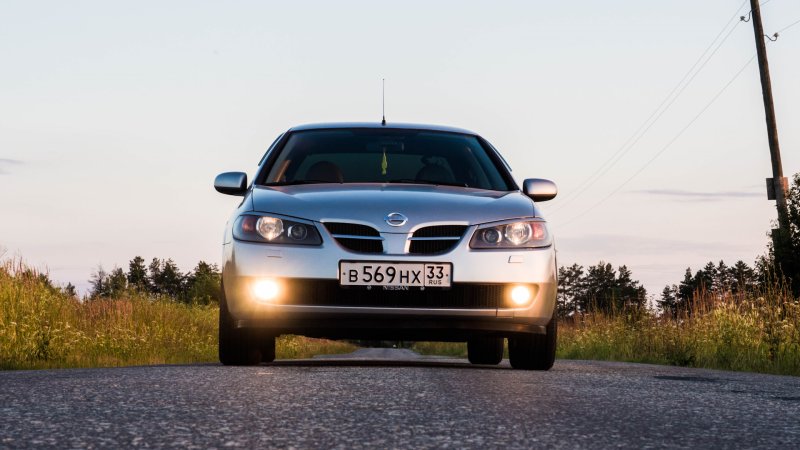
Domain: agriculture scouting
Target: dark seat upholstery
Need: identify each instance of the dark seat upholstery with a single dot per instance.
(435, 173)
(325, 171)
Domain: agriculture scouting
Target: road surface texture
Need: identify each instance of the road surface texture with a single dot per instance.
(381, 398)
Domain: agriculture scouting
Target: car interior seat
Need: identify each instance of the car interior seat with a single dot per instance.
(325, 171)
(435, 173)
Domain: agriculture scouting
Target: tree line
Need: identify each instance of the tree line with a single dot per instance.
(581, 290)
(159, 278)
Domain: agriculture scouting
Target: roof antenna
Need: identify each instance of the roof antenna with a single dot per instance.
(383, 104)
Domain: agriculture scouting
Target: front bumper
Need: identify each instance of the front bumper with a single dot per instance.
(313, 304)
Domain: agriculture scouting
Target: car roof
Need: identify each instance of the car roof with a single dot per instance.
(389, 125)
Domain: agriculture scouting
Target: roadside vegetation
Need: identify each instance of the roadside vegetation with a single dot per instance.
(725, 317)
(45, 326)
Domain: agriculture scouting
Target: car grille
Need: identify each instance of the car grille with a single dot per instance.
(459, 296)
(355, 237)
(436, 239)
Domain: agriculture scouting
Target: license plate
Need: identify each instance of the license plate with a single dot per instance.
(395, 274)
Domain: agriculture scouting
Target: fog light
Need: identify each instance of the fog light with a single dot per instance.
(266, 290)
(521, 295)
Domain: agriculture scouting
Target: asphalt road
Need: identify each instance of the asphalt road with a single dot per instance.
(393, 398)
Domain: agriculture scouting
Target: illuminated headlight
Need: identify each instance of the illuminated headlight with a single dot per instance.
(275, 230)
(523, 234)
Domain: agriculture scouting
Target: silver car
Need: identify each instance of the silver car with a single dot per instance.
(388, 232)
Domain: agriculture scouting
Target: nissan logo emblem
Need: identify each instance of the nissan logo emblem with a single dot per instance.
(396, 219)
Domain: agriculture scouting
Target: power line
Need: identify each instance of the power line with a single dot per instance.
(680, 87)
(788, 26)
(666, 147)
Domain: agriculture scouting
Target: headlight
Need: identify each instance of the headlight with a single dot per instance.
(275, 230)
(524, 234)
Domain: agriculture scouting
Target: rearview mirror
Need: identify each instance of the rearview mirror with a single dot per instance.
(231, 183)
(539, 190)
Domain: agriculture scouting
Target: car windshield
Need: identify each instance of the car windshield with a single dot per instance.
(385, 156)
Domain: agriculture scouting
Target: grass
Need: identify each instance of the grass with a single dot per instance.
(41, 327)
(755, 332)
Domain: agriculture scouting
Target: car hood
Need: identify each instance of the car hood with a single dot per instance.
(370, 203)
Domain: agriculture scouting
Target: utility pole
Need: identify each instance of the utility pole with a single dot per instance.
(777, 185)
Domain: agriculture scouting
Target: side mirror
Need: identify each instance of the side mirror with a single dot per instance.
(231, 183)
(539, 190)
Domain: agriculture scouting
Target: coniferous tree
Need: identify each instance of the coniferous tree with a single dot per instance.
(669, 300)
(137, 274)
(571, 292)
(203, 284)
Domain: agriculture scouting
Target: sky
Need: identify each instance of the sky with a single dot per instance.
(116, 116)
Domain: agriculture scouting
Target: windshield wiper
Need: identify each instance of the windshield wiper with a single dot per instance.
(434, 183)
(295, 182)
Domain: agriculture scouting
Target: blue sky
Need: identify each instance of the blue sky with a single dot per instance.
(115, 117)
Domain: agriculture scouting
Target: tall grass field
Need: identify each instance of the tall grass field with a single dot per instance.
(754, 332)
(42, 327)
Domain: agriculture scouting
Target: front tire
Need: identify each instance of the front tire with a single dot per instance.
(239, 347)
(485, 350)
(534, 351)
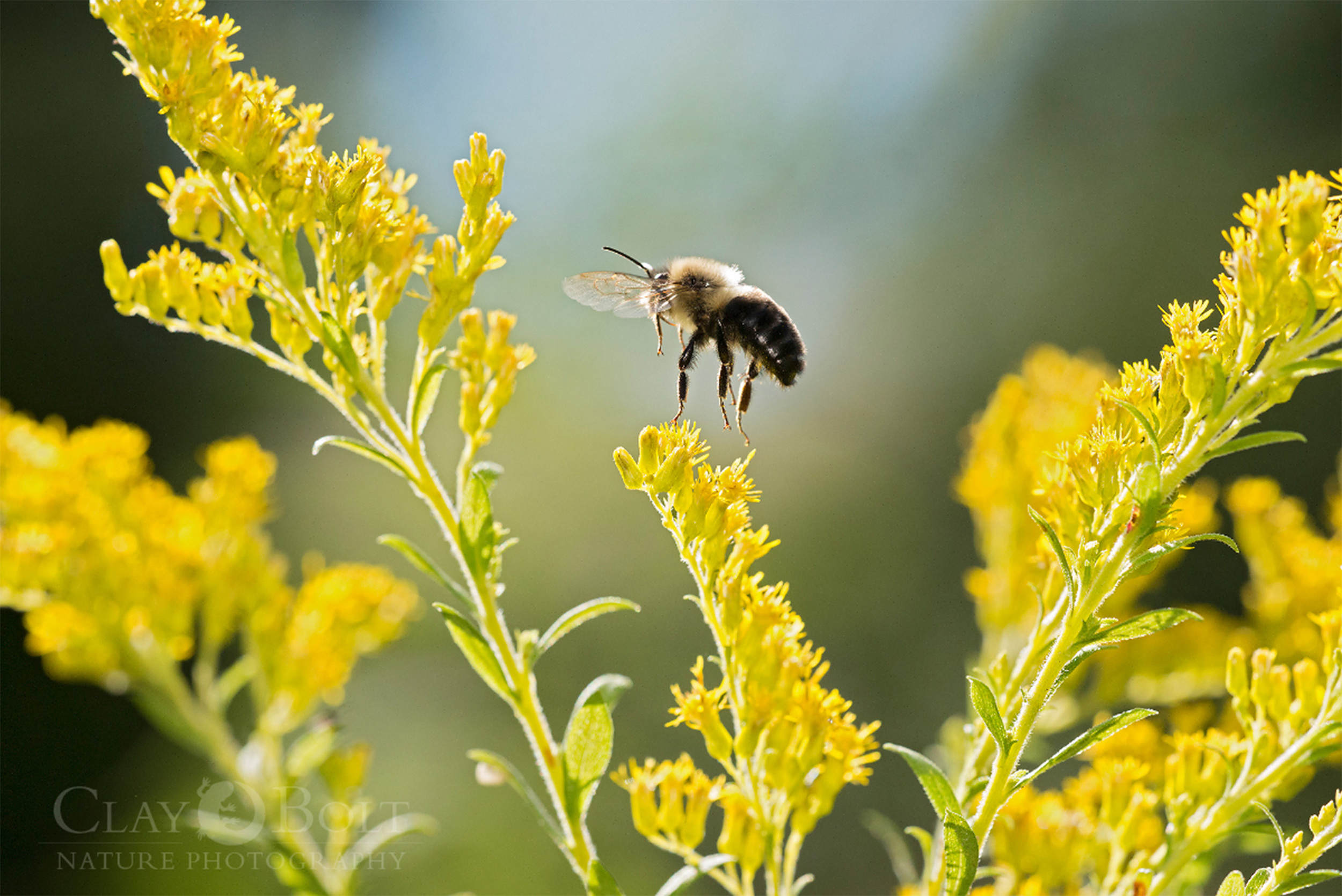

To be done >>
Report each line from the entries above that contains the word "license", and copy every such line in full.

Correct output >>
Target: license plate
Need: identify each instance of the license plate with a single dot per instance.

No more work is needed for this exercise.